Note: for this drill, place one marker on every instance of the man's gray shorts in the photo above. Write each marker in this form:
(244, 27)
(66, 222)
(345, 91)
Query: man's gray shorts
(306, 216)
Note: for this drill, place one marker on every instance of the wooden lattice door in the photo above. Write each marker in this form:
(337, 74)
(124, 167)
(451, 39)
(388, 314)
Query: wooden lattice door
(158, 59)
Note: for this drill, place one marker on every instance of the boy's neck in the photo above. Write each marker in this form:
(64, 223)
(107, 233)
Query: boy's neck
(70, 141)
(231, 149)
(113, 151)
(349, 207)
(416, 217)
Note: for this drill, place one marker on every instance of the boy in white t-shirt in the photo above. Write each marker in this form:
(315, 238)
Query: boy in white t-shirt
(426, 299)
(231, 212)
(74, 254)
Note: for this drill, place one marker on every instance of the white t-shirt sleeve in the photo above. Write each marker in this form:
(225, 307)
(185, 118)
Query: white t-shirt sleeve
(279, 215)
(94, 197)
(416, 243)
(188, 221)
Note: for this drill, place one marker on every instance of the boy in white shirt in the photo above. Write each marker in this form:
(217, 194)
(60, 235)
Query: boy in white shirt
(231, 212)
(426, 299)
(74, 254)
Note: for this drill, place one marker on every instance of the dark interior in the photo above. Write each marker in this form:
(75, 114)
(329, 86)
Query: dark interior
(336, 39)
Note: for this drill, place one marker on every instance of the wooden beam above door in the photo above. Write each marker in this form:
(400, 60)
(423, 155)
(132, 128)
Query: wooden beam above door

About this task — All of the material should be written out again exactly.

Result —
Note: for this drill, place one marker on every instance of the man's gray shorts in the photo above. Write each marker in this form:
(244, 27)
(66, 222)
(345, 91)
Query: man's gray shorts
(306, 216)
Note: for this drill, place one marker on every instance of the wooden lattice door in the photo above. Write each marker in this form:
(337, 74)
(124, 167)
(451, 39)
(388, 314)
Query: wooden lattice door
(158, 59)
Note: for this drill, place one marker on every instance of the boy's neck in the photo above. Write each marker in this form:
(64, 223)
(107, 233)
Query: boy's neck
(70, 141)
(231, 149)
(113, 151)
(349, 207)
(416, 217)
Note: for this drill, place one marker on every instance of the boy in white t-shirt in the photo above. Write each marker in this form:
(315, 238)
Query: boy in white t-shirt
(426, 299)
(231, 212)
(74, 254)
Note: for this drill, place one marker on every instance of the white t-shirt sleeve in the photo above. Write each marker in this form:
(225, 307)
(185, 118)
Query: white t-shirt sleeve
(279, 215)
(94, 197)
(416, 243)
(188, 221)
Note: for this drill, place one marker on every instance of the boy in white shirt in the photo above. Write each marker in this form:
(217, 194)
(60, 235)
Query: boy in white shirt
(231, 212)
(426, 299)
(74, 254)
Note: for this drill, place one marker on every instance of the dark interior in the photo above. Write each marker in this form:
(75, 114)
(329, 86)
Query: dark interior
(336, 39)
Note: for this drill, place one marker on every instance of the wooden beam above door in the photo above. Write each marker in this form:
(400, 60)
(423, 155)
(132, 128)
Query: wooden beam above door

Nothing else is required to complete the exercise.